[SOURCE EXCERPT]
** start **
Question

Calculate the following limit without using

L'Hôpital's rule

`\rm\underset{n \to \infty}{\lim} \frac{ \sqrt[3]{ \left( 1 + \frac{1}{ \sqrt[5]{2} } + \frac{1}{\sqrt[5]{3} } + \dots \frac{1}{\sqrt[5]{n}}\right)^(2) } }{\sqrt[5]{ \left( 1 + \frac{1}{ \sqrt[3]{2} } + \frac{1}{\sqrt[3]{3} } + \dots \frac{1}{\sqrt[3]{n}}\right)^(4) }}`
​

Answer 1

For brevity, let

`S_i = \displaystyle \sum_(k=1)^n \frac1{\sqrt[i]{k}}`

Rewrite the limit as

`\displaystyle \lim_(n\to\infty) \frac{{S_5}^(\frac23)}{{S_3}^(\frac45)} = \lim_(n\to\infty) \frac{n^(\frac23) \left(\frac{S_5}n\right)^(\frac23)}{n^(\frac45) \left(\frac{S_3}n\right)^(\frac45)} = \lim_(n\to\infty) \frac1{n^{\frac2{15}}} * (\left(\lim\limits_(n\to\infty)\left(\frac1n S_5\right)\right)^(\frac23))/(\left(\lim\limits_(n\to\infty)\left(\frac1n S_3\right)\right)^(\frac45))`

The two limits involving S are equivalent to definite integrals,

`\displaystyle \lim_(n\to\infty) \frac1n S_i = \lim_(n\to\infty) \frac1n \sum_(k=1)^n \frac1{\sqrt[i]{\frac kn}} = \int_0^1 \frac1{\sqrt[i]{x}} \, dx = \frac i{i-1}`

Then the end result is

`\displaystyle 0 * (\left(\frac54\right)^(\frac23))/(\left(\frac32\right)^(\frac45)) = \boxed{0}`
** end **
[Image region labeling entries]
** start **
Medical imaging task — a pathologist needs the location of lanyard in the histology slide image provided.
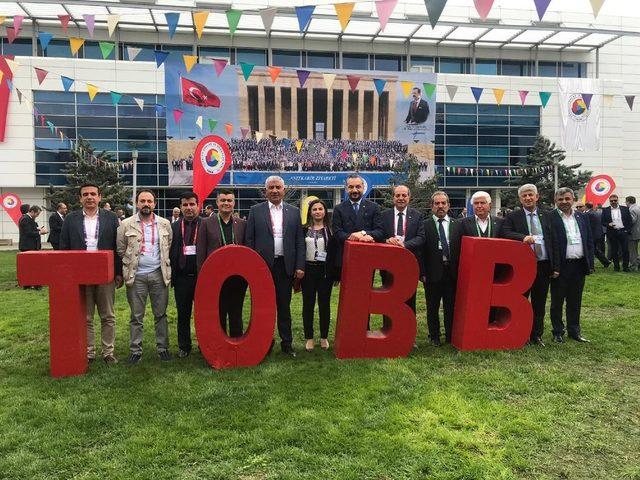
[216,214,235,245]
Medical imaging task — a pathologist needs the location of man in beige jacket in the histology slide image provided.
[117,190,172,365]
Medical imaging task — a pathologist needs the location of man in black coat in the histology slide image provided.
[245,175,306,358]
[502,183,560,347]
[551,187,593,343]
[60,183,122,365]
[47,202,67,250]
[602,193,633,272]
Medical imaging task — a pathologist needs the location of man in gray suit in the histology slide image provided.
[245,175,306,358]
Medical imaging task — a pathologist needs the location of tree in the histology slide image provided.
[45,138,132,210]
[500,135,592,208]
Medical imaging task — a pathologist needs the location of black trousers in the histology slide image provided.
[424,266,456,342]
[302,262,333,340]
[551,258,586,337]
[607,229,629,269]
[271,257,293,349]
[218,275,247,337]
[527,260,553,341]
[173,274,198,352]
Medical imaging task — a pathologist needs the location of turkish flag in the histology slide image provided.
[180,77,220,108]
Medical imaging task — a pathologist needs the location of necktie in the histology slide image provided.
[438,218,451,260]
[396,212,404,236]
[529,213,542,260]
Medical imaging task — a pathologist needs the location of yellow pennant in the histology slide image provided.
[193,12,209,38]
[69,37,84,55]
[182,55,198,73]
[87,83,99,102]
[333,3,356,32]
[493,88,504,105]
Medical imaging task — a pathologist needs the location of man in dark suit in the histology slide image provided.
[502,183,560,347]
[60,183,122,365]
[602,193,633,272]
[551,187,593,343]
[197,190,247,337]
[404,87,429,125]
[169,191,200,358]
[380,185,424,313]
[245,175,306,358]
[47,202,67,250]
[332,174,384,271]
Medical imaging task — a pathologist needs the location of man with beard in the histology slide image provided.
[118,190,172,365]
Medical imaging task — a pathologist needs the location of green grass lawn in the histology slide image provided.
[0,252,640,480]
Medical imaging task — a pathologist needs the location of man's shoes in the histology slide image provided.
[127,353,142,365]
[158,350,173,362]
[103,355,118,365]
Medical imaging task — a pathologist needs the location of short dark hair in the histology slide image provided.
[180,190,199,203]
[136,188,156,203]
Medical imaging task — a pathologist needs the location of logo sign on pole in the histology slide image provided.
[193,135,231,207]
[585,175,616,207]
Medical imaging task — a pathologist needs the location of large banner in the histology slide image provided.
[558,78,602,152]
[165,56,436,187]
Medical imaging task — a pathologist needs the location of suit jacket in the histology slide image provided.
[501,209,560,272]
[245,202,306,277]
[47,212,64,250]
[18,214,42,252]
[61,208,122,275]
[602,205,633,233]
[420,215,460,284]
[381,207,424,277]
[332,198,384,267]
[551,210,594,275]
[404,98,429,123]
[196,214,247,272]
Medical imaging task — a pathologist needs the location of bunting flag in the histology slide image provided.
[471,87,484,103]
[58,15,71,35]
[538,92,551,108]
[225,8,242,37]
[533,0,551,21]
[153,50,169,68]
[193,10,209,38]
[34,67,49,85]
[373,78,387,95]
[260,7,278,35]
[322,73,336,90]
[424,0,447,28]
[98,42,116,60]
[375,0,398,32]
[296,70,311,88]
[624,95,636,111]
[473,0,493,20]
[182,55,198,73]
[347,75,360,92]
[240,62,255,82]
[213,58,227,77]
[38,32,53,51]
[69,37,85,55]
[333,2,356,32]
[164,12,180,39]
[493,88,504,105]
[82,14,96,38]
[267,67,282,83]
[87,83,99,102]
[107,13,120,38]
[295,5,316,33]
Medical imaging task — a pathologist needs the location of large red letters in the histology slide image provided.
[451,237,536,350]
[17,250,114,377]
[335,241,418,358]
[194,245,276,369]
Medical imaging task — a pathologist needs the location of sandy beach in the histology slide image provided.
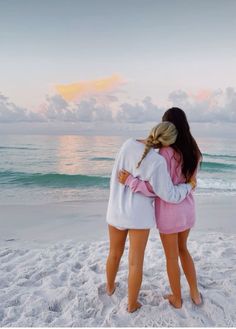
[0,196,236,327]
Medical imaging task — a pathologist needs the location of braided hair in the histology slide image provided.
[136,121,178,168]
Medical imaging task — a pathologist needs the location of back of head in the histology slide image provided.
[137,122,178,168]
[162,107,202,180]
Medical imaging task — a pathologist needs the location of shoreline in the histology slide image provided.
[0,195,236,243]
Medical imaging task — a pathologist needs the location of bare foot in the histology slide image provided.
[127,302,142,313]
[190,292,203,306]
[164,295,183,308]
[106,283,116,296]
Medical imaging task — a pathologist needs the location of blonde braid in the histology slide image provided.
** end **
[DIRECTION 1] In the limit thread, which rule does the question forbid using?
[DIRECTION 2] In the limit thread, what reason does the answer give for introducing the symbol S_i?
[DIRECTION 3] Translate the sentence "Calculate the following limit without using L'Hôpital's rule." from the limit thread into Spanish.
The entries have no role in what is asked here.

[EXERCISE SOLUTION 1] L'Hôpital's rule.

[EXERCISE SOLUTION 2] The answer defines S_i as the sum of 1 over the i-th root of k, for k from 1 to n, for brevity. The long sums in the limit can then be written compactly as S_5 and S_3.

[EXERCISE SOLUTION 3] Calcule el siguiente límite sin usar la regla de L'Hôpital.